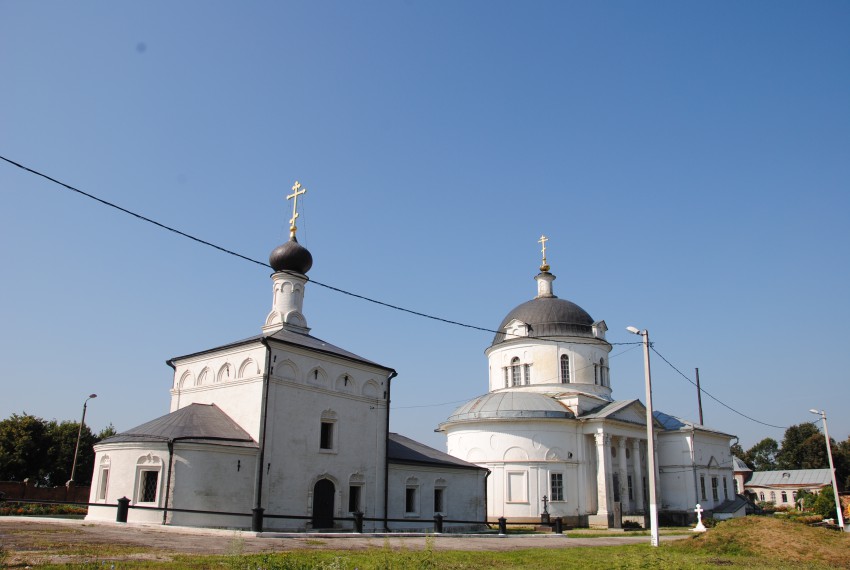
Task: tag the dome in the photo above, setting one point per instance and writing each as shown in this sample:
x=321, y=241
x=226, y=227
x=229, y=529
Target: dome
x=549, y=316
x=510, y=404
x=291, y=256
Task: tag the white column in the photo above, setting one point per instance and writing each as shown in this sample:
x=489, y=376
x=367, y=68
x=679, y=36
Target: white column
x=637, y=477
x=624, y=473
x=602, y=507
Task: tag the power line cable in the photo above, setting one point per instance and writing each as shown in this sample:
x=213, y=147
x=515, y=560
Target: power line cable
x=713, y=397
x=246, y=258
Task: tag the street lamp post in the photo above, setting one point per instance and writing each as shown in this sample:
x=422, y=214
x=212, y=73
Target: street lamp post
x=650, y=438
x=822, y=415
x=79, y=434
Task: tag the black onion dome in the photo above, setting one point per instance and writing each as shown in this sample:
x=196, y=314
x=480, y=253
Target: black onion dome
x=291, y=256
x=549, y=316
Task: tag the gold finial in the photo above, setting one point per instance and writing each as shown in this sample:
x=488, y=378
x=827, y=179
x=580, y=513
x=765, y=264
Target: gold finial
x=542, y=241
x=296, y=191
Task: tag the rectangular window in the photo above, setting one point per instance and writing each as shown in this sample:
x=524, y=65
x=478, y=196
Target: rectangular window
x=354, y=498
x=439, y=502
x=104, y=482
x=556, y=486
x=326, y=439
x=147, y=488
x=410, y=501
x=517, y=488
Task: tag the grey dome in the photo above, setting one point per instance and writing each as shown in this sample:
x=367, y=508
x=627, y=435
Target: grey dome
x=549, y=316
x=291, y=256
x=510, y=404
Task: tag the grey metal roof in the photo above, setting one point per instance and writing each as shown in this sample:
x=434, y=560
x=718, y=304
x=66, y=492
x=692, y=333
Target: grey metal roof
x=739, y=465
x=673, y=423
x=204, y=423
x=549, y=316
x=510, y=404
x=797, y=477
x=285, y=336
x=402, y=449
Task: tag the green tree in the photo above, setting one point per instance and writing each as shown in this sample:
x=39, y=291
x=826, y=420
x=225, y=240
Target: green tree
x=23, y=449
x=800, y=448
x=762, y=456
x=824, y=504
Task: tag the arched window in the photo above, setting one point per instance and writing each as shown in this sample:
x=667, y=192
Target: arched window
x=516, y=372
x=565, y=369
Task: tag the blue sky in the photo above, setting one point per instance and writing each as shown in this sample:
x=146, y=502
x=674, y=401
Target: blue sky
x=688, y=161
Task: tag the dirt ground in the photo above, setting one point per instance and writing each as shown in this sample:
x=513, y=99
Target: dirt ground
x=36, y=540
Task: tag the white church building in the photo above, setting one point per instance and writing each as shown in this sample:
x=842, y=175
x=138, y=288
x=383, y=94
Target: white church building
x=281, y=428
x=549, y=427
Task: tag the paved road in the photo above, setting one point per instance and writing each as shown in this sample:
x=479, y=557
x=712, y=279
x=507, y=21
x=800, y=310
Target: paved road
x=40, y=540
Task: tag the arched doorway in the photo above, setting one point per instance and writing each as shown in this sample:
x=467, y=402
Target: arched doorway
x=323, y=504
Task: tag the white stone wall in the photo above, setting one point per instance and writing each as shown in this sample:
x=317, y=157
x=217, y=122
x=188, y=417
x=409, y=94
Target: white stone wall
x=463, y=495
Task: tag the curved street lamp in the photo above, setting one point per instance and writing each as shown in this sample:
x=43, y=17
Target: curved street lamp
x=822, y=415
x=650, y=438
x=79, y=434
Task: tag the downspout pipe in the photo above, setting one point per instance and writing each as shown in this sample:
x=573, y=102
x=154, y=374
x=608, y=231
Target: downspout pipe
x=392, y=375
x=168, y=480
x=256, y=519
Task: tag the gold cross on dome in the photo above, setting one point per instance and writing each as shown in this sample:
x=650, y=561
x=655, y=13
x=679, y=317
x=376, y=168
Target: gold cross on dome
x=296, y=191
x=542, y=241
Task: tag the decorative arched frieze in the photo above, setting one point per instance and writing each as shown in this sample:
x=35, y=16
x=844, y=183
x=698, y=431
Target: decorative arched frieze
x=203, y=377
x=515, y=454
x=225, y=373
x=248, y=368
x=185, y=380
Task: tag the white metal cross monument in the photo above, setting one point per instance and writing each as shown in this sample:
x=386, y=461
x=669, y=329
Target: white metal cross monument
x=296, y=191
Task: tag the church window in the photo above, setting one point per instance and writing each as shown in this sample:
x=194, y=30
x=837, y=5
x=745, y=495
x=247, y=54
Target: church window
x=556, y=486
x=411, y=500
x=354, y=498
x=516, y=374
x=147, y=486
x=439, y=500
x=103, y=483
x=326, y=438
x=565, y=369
# # # #
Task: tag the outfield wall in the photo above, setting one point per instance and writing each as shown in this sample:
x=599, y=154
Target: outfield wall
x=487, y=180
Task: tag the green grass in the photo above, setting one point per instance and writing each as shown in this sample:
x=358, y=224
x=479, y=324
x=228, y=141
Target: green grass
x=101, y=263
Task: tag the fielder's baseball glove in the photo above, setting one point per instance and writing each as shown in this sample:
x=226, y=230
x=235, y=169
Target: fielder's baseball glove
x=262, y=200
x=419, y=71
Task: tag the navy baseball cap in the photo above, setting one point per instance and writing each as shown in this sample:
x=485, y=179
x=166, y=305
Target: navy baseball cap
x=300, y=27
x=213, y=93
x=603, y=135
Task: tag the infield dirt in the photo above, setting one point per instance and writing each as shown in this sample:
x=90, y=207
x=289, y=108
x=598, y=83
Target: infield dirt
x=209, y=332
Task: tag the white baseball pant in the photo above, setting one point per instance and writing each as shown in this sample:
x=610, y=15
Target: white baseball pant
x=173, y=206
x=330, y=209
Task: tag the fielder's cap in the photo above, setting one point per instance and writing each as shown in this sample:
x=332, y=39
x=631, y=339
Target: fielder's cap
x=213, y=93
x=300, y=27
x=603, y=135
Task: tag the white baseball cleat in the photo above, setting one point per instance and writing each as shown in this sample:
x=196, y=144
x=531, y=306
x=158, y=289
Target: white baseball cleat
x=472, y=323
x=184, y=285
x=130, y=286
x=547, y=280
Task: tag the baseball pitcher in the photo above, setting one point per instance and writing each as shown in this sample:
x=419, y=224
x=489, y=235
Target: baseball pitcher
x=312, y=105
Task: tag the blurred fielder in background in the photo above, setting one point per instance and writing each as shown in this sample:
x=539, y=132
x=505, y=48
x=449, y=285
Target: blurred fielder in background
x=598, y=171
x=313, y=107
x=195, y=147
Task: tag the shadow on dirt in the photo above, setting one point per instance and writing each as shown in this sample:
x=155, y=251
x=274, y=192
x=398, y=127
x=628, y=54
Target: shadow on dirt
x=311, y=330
# # # #
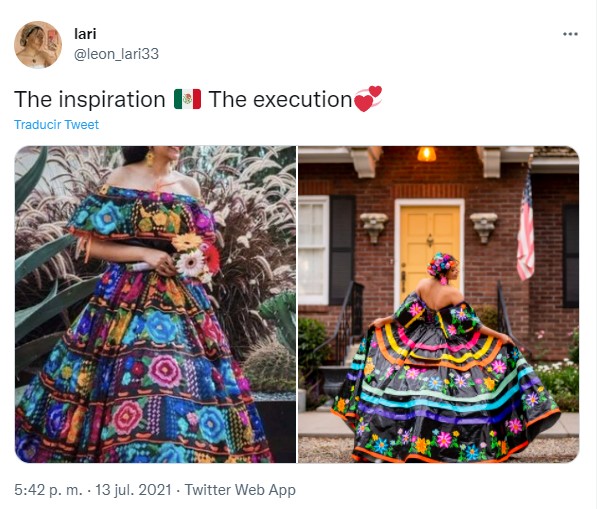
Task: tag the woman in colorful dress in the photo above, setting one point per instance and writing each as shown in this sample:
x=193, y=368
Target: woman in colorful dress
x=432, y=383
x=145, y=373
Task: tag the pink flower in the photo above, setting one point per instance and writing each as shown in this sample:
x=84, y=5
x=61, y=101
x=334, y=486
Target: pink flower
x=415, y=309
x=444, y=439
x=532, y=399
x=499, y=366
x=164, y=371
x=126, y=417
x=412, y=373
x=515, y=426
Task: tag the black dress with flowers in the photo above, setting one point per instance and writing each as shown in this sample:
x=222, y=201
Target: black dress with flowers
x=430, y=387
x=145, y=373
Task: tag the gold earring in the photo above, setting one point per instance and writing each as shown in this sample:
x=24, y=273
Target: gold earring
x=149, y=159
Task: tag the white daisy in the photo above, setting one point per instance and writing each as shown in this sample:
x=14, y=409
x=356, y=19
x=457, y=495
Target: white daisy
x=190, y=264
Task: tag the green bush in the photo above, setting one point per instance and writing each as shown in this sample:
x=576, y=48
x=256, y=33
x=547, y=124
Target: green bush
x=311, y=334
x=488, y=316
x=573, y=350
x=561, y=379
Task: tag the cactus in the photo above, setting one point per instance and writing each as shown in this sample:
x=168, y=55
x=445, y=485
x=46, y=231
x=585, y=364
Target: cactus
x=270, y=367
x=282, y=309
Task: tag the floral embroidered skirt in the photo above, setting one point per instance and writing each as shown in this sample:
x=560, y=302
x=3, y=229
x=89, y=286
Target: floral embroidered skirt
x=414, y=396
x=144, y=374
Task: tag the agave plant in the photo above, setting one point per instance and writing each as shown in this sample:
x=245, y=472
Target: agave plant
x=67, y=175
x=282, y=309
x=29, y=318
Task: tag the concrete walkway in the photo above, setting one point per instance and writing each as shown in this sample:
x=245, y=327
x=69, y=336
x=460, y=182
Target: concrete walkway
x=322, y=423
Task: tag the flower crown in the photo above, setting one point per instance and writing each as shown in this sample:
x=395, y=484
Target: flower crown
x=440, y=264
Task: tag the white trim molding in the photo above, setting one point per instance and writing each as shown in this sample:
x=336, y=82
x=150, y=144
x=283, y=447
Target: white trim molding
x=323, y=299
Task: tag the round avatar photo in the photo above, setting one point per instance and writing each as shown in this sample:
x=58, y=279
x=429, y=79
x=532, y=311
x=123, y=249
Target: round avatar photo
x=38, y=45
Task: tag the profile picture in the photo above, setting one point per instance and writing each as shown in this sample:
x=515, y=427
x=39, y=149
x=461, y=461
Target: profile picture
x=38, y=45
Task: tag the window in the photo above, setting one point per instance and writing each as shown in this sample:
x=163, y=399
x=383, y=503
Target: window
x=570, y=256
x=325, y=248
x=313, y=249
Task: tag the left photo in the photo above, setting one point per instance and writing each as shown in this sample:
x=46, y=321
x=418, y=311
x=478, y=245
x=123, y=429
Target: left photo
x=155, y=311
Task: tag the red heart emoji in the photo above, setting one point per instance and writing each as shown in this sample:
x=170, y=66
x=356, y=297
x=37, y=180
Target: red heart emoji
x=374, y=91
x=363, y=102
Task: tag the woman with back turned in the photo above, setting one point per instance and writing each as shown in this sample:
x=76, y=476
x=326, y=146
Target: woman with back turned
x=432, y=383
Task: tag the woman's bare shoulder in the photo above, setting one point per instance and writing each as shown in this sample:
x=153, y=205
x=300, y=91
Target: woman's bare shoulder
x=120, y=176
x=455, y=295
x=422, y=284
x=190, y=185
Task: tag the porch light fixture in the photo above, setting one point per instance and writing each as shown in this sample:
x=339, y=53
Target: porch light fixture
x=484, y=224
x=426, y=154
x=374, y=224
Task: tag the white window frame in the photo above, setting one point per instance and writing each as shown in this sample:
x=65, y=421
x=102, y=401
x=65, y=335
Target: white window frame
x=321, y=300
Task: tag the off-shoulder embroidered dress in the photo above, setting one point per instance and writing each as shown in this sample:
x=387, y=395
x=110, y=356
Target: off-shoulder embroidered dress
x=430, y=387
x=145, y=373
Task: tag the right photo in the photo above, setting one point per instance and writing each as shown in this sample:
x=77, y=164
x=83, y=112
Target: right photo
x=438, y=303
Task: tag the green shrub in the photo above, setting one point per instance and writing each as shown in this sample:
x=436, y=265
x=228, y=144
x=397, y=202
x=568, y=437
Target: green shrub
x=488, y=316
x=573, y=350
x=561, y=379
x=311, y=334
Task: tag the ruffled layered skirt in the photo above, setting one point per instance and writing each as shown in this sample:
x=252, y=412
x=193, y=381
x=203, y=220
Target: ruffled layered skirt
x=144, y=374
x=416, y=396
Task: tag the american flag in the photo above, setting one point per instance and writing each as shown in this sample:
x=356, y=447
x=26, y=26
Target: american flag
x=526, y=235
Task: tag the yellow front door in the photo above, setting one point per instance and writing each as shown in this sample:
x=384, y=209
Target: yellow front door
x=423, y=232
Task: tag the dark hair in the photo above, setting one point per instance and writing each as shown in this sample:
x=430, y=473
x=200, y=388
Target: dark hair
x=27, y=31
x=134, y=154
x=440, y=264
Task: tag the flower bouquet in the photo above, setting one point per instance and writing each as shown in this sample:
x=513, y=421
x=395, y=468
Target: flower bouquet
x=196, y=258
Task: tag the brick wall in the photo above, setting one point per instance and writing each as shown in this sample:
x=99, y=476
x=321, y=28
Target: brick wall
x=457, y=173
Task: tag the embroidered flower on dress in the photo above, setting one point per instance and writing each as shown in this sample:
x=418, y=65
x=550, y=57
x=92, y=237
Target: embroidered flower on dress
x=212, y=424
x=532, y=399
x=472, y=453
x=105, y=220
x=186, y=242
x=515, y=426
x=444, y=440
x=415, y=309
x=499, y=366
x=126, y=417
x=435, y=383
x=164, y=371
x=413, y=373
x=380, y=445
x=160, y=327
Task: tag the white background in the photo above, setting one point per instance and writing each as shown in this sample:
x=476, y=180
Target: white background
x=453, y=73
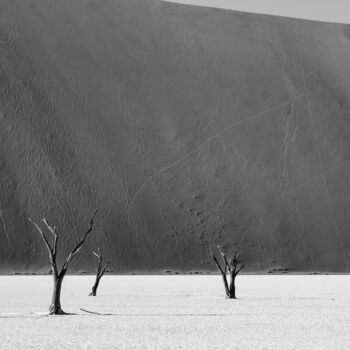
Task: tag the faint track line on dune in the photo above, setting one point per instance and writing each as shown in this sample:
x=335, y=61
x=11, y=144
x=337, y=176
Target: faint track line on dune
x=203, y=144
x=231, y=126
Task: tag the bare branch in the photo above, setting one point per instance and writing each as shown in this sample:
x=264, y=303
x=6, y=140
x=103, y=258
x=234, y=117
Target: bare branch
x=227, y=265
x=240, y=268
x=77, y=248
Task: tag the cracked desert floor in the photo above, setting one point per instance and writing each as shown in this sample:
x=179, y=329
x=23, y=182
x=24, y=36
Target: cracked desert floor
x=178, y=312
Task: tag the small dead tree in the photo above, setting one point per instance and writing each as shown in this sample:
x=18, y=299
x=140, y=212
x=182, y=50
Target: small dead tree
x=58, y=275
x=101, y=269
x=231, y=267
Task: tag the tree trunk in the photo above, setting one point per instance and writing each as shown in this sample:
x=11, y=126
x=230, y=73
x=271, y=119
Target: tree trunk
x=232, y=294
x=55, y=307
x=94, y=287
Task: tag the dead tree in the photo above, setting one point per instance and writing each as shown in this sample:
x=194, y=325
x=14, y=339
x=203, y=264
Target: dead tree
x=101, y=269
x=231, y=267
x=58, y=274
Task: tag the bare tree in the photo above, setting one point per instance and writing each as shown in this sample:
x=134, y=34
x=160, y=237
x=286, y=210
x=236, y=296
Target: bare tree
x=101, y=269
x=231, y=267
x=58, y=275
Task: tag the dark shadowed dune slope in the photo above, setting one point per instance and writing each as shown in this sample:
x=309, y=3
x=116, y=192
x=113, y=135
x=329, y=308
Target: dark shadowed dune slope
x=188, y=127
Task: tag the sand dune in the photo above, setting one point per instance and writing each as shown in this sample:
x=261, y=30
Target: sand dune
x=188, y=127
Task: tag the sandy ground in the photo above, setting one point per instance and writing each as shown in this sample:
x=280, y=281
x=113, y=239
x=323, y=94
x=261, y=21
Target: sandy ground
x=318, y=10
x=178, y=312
# # # #
• _Given request_
Repeat, unchanged, the lines that begin with the one containing "Task: tag the green grass" and end with the one containing "x=195, y=147", including both of those lines.

• _Written answer_
Task: tag the green grass in the photo above, setting one point per instance and writing each as shown in this sample:
x=358, y=224
x=479, y=324
x=228, y=141
Target: green grass
x=101, y=263
Task: tag the fielder's baseball glove in the photo above, setting one point per instance and writing each as shown in this sample:
x=226, y=230
x=235, y=169
Target: fielder's baseball glove
x=262, y=200
x=419, y=71
Task: tag the navy baseball cap in the photo above, setting one point per instance and writing each as shown in this sample:
x=485, y=179
x=166, y=305
Target: navy baseball cap
x=300, y=27
x=213, y=93
x=603, y=135
Task: tag the infield dirt in the photo above, setting one point per instance and writing each as shown in this sample:
x=90, y=207
x=289, y=108
x=598, y=83
Target: infield dirt
x=209, y=332
Task: tag the white baseball pant in the photo above, setting one point per instance and writing each as shown in this sample:
x=610, y=15
Target: white baseball pant
x=173, y=206
x=330, y=209
Task: tag the fielder's cap in the photo above, setting one point per instance and writing each as shown in this sample:
x=332, y=39
x=631, y=339
Target: fielder's cap
x=213, y=93
x=300, y=27
x=603, y=135
Task: tag the white baseball cleat in the photo above, setting one point per instance and writing each as shown in this sample:
x=196, y=144
x=531, y=306
x=158, y=289
Target: white baseball cleat
x=472, y=323
x=184, y=285
x=130, y=286
x=547, y=280
Task: tag the baseball pitcher in the photo above, setting one point per instance and writing each as shown in this sample:
x=419, y=224
x=489, y=235
Target: baseball pitcher
x=312, y=105
Task: tag the blurred fielder in background in the photo above, setting one point per instance and writing each as shown in this sample:
x=539, y=132
x=505, y=48
x=449, y=285
Target: blurred fielder in background
x=598, y=171
x=313, y=107
x=195, y=147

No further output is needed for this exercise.